"""
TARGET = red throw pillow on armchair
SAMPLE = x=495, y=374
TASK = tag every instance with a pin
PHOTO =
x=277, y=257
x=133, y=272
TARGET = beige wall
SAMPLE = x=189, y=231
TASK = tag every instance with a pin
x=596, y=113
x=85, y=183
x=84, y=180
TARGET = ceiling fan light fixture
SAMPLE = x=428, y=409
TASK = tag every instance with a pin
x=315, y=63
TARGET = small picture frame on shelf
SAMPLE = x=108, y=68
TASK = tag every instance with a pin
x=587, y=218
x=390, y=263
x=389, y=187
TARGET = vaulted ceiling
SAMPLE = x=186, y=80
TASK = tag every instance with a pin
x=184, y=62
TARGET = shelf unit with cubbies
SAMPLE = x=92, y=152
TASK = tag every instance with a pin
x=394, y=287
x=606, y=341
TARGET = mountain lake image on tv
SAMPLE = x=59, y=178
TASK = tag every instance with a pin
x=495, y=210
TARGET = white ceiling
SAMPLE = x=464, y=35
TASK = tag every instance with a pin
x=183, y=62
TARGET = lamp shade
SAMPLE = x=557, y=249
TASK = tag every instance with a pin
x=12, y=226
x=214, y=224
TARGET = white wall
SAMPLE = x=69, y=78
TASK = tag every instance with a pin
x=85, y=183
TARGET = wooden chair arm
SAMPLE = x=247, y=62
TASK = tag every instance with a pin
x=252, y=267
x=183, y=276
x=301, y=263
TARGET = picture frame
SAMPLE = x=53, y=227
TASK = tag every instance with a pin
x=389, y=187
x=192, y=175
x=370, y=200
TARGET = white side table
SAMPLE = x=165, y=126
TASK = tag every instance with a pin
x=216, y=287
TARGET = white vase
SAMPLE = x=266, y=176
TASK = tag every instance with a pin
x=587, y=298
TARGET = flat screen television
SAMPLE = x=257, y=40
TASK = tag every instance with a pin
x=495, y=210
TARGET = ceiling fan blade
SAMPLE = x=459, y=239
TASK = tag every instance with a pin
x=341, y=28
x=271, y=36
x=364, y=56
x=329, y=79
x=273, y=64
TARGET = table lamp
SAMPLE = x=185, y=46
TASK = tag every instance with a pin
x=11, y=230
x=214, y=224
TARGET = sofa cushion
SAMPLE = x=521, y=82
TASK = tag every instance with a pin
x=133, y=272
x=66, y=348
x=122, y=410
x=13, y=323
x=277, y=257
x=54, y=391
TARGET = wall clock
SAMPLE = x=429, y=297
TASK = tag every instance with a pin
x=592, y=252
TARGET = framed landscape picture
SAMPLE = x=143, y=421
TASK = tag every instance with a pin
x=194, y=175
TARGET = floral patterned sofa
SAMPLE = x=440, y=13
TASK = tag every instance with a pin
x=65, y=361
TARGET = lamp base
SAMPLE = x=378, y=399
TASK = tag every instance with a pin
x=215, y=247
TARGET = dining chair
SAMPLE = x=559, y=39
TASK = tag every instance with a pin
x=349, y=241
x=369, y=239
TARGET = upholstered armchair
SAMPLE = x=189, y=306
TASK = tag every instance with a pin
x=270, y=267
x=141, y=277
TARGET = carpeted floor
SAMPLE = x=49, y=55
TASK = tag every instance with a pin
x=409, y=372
"""
* [Given exercise]
Rewrite all of the material with "with a pin" changed to "with a marker" wherever it appears, keeping every other line unchanged.

* [Written solution]
TARGET = red throw pillow on armchair
SAMPLE = x=495, y=374
TASK = tag every instance with a marker
PHOTO =
x=277, y=257
x=133, y=272
TARGET = beige wall
SAMPLE = x=189, y=231
TASK = tag every instance with a marker
x=596, y=113
x=85, y=183
x=84, y=180
TARGET = ceiling fan light fixture
SAMPLE = x=428, y=409
TASK = tag every instance with a marker
x=315, y=63
TARGET = small picture frame on shelf
SAMPLE = x=108, y=68
TASK = tag every instance with a marker
x=587, y=218
x=390, y=263
x=389, y=187
TARGET = vaulted ceiling
SAMPLE = x=186, y=80
TASK = tag every instance with a marker
x=184, y=62
TARGET = shelf unit with cubbies
SAMPLE = x=92, y=152
TASK = tag every instance with a marker
x=394, y=287
x=606, y=341
TARGET = mountain lake image on tv
SAMPLE = x=59, y=178
TASK = tag every instance with a marker
x=495, y=210
TARGET = white ceiling
SAMPLE = x=464, y=35
TASK = tag every instance with a marker
x=183, y=62
TARGET = lamp shade
SAMPLE = x=557, y=249
TASK = tag every instance with a marker
x=12, y=226
x=214, y=224
TARGET = white wall
SAMPLE = x=69, y=78
TASK = tag every instance with a marker
x=85, y=183
TARGET = wooden chair arm
SAMPLE = x=247, y=62
TASK = tag every instance with a marker
x=252, y=267
x=183, y=276
x=301, y=263
TARGET = picture frame
SAMPLE = x=53, y=227
TASK = tag every instance with a marker
x=389, y=187
x=192, y=175
x=370, y=200
TARGET = white side table
SAMPLE = x=165, y=126
TASK = tag every instance with a marker
x=216, y=287
TARGET = white vase
SAMPLE = x=266, y=176
TASK = tag every instance with a marker
x=587, y=298
TARGET = flat screen television
SAMPLE = x=257, y=40
TASK = tag every instance with a marker
x=495, y=210
TARGET = ceiling fan blade
SAMPLE = x=459, y=239
TASK = tag every instance with a marker
x=341, y=28
x=271, y=36
x=364, y=56
x=329, y=79
x=273, y=64
TARGET = table lamp
SAMPLE = x=185, y=46
TASK = tag every instance with a marker
x=11, y=230
x=214, y=224
TARGET = sofa cushion
SAMPLE = x=521, y=82
TASK = tag every instance with a marker
x=133, y=272
x=66, y=348
x=122, y=410
x=13, y=323
x=277, y=257
x=54, y=391
TARGET = wall clock
SAMPLE = x=429, y=297
TASK = tag every instance with a marker
x=592, y=252
TARGET = framed landscape picture
SAMPLE = x=143, y=421
TASK = tag every instance with a marker
x=194, y=175
TARGET = floral patterned sofa
SAMPLE = x=440, y=13
TASK = tag every instance with a marker
x=65, y=361
TARGET = lamp base
SAMPLE = x=378, y=399
TASK = tag every instance with a marker
x=215, y=247
TARGET = dining chair
SAMPLE = x=559, y=39
TASK = tag every instance with a marker
x=349, y=241
x=369, y=239
TARGET = upholstered armchair
SAMPLE = x=189, y=306
TASK = tag every instance with a marker
x=270, y=267
x=141, y=277
TARGET = carpeted floor
SAMPLE = x=49, y=55
TASK = tag every instance with a marker
x=409, y=372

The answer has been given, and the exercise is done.